## [DIRECTION]
Render the listing below as a Markdown table with the columns Row and Line, numbering each non-blank line and omitting blank lines.

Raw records
================================
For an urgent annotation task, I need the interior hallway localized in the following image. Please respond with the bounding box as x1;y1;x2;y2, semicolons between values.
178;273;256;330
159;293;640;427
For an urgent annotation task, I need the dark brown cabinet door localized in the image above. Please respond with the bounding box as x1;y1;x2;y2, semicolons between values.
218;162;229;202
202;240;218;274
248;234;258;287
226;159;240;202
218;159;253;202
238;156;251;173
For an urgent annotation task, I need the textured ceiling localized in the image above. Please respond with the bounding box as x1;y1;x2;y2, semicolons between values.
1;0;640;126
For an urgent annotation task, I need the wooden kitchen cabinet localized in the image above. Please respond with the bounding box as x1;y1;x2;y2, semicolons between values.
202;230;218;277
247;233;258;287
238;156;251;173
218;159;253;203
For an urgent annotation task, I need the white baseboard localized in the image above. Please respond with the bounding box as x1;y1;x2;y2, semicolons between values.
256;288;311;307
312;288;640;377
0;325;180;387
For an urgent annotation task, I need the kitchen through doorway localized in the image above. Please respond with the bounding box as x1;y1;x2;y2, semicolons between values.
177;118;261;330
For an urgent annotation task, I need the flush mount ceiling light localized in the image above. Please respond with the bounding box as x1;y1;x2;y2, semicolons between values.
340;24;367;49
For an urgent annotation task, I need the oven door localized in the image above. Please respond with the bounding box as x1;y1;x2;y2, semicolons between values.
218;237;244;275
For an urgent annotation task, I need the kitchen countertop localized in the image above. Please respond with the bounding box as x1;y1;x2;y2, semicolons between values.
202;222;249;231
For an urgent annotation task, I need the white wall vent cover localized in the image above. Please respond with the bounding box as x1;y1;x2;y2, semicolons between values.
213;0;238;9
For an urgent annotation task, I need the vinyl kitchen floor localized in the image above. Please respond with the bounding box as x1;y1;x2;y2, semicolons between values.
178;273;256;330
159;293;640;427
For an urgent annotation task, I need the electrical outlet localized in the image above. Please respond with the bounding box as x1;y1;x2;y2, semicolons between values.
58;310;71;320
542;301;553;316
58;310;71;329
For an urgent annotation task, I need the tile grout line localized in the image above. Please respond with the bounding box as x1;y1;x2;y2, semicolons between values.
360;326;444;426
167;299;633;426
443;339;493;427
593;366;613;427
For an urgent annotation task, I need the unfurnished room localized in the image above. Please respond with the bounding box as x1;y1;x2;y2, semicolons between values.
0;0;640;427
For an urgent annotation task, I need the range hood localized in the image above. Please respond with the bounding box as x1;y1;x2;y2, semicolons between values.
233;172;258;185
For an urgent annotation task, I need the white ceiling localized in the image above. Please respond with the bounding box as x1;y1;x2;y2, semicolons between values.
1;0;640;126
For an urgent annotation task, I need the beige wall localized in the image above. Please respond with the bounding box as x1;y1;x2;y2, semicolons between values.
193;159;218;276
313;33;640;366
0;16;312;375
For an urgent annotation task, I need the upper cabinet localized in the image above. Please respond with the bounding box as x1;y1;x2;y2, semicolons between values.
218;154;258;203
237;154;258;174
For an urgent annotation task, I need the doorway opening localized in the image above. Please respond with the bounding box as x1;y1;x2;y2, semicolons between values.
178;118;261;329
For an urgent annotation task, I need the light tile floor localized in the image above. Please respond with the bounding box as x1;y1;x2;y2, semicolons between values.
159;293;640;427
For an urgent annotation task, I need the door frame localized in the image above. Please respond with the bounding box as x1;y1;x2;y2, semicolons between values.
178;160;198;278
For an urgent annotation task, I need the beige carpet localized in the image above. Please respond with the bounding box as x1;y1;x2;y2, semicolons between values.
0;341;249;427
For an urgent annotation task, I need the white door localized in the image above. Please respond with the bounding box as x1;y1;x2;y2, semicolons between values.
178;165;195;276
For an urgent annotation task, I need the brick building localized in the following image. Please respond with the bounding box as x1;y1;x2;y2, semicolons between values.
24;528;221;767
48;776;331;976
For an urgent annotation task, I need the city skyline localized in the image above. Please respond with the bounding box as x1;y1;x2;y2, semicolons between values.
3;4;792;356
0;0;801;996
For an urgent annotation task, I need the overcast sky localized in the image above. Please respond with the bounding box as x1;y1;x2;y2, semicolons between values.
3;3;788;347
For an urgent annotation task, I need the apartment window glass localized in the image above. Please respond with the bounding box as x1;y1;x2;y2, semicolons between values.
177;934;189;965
================================
## [ANSWER FOR THIS EXERCISE]
| Row | Line |
|---|---|
| 1 | For an urgent annotation task, I need the interior hallway localized in the following image. Please respond with the bounding box as x1;y1;x2;y2, semicolons between values. |
| 2 | 178;273;256;330 |
| 3 | 159;293;640;427 |
| 4 | For an urgent annotation task, I need the dark brown cabinet door localized in the image above. Please respond with the bounding box as x1;y1;x2;y2, semicolons between values. |
| 5 | 218;162;229;202 |
| 6 | 202;240;218;274 |
| 7 | 248;234;258;287 |
| 8 | 226;159;240;202 |
| 9 | 218;159;253;202 |
| 10 | 238;156;251;173 |
| 11 | For an urgent annotation task, I need the textured ceiling localized in the image above. Please respond with the bounding box as x1;y1;x2;y2, semicolons between values. |
| 12 | 1;0;640;126 |
| 13 | For an urgent annotation task, I need the wooden kitchen cabinet localized in the image above. Please respond with the bounding box as x1;y1;x2;y2, semicolons between values. |
| 14 | 202;230;218;277 |
| 15 | 247;233;258;287 |
| 16 | 238;156;251;173 |
| 17 | 218;159;253;203 |
| 18 | For an urgent annotation task, I need the white baseboard localized in the image above. Please respond with the bounding box as x1;y1;x2;y2, semicolons between values. |
| 19 | 256;288;311;307 |
| 20 | 312;288;640;377 |
| 21 | 0;325;180;387 |
| 22 | For an urgent annotation task, I need the kitchen through doorway localized in the image above. Please respond with the bounding box as x1;y1;x2;y2, semicolons between values. |
| 23 | 177;118;261;330 |
| 24 | For an urgent annotation task, I need the flush mount ceiling light localized in the image above. Please respond with the bounding box as x1;y1;x2;y2, semicolons between values. |
| 25 | 340;24;367;49 |
| 26 | For an urgent annotation task, I need the oven door localized in the image above. Please respond with the bounding box as x1;y1;x2;y2, semicolons between values. |
| 27 | 218;237;244;275 |
| 28 | For an urgent annotation task, I need the kitchen countertop localized in the image above. Please respond with the bounding box as x1;y1;x2;y2, semicolons between values. |
| 29 | 202;222;249;231 |
| 30 | For an urgent annotation task, I need the white wall vent cover localized in the image above. Please respond with the bounding box as x1;y1;x2;y2, semicolons between values. |
| 31 | 213;0;238;9 |
| 32 | For an urgent annotation task, I need the vinyl kitchen floor localized in the image above. Please respond with the bounding box as x1;y1;x2;y2, semicolons between values. |
| 33 | 178;273;256;330 |
| 34 | 159;293;640;427 |
| 35 | For an urgent annotation task, I need the electrical outlet localized in the image above. Please respond with the bounding box as x1;y1;x2;y2, semicolons between values. |
| 36 | 58;310;71;320 |
| 37 | 542;301;553;316 |
| 38 | 58;310;71;329 |
| 39 | For an urgent annotation task, I need the tile grout line localized in the image above. Please respond with the bounding box as x1;y1;x2;y2, semicolons between values. |
| 40 | 360;326;444;426 |
| 41 | 167;299;633;426 |
| 42 | 443;339;493;427 |
| 43 | 593;366;613;427 |
| 44 | For an urgent annotation task, I need the unfurnished room localized in the image above. Please respond with the bounding box as x1;y1;x2;y2, semicolons between values. |
| 45 | 0;0;640;427 |
| 46 | For an urgent annotation task, I need the range hood localized in the image above. Please respond with the bounding box as x1;y1;x2;y2, semicolons between values. |
| 47 | 233;172;258;185 |
| 48 | For an urgent annotation task, I need the white ceiling localized in the image above. Please respond with the bounding box as x1;y1;x2;y2, semicolons between values. |
| 49 | 1;0;640;126 |
| 50 | For an urgent annotation task, I need the beige wall localized in the image above. Please respond with the bounding box as x1;y1;x2;y2, semicolons between values. |
| 51 | 193;159;218;276 |
| 52 | 313;33;640;366 |
| 53 | 0;16;312;375 |
| 54 | For an urgent annotation task, I need the upper cabinet localized in the image above. Please respond with the bounding box as x1;y1;x2;y2, semicolons between values. |
| 55 | 218;154;258;203 |
| 56 | 237;154;258;174 |
| 57 | For an urgent annotation task, I need the doorway opening localized in the image above. Please respond with the bounding box as x1;y1;x2;y2, semicolons between values. |
| 58 | 178;118;261;329 |
| 59 | For an urgent annotation task, I need the light tile floor localized in the image above. Please respond with the bounding box as x1;y1;x2;y2, semicolons between values. |
| 60 | 159;293;640;427 |
| 61 | For an urgent annotation task, I need the door frame localized in the image above. Please respond with the bounding box as x1;y1;x2;y2, semicolons between values. |
| 62 | 178;160;198;278 |
| 63 | For an urgent annotation task, I need the beige carpet localized in the image above. Please respond with the bounding box as x1;y1;x2;y2, semicolons between values. |
| 64 | 0;341;249;427 |
| 65 | For an urgent annotation task, I need the white door localized in the image above. Please respond with the bounding box as x1;y1;x2;y2, semicolons between values. |
| 66 | 178;165;195;276 |
| 67 | For an urgent annotation task, I need the brick building localized in the following image. Please respond with the bounding box as x1;y1;x2;y2, semicolons between values. |
| 68 | 24;528;221;767 |
| 69 | 48;776;331;976 |
| 70 | For an urgent annotation task, I need the city skyline localized in the image above. Please respond with the bounding box as x1;y1;x2;y2, semicolons between values. |
| 71 | 3;4;792;356 |
| 72 | 0;0;801;996 |
| 73 | For an urgent annotation task, I need the overcast sky localized in the image above. Please respond with the bounding box as x1;y1;x2;y2, semicolons between values. |
| 74 | 3;3;788;347 |
| 75 | For an urgent annotation task, I need the apartment window glass localized in the image above. Please respond with the bounding box as x1;y1;x2;y2, semicolons between values. |
| 76 | 177;934;189;965 |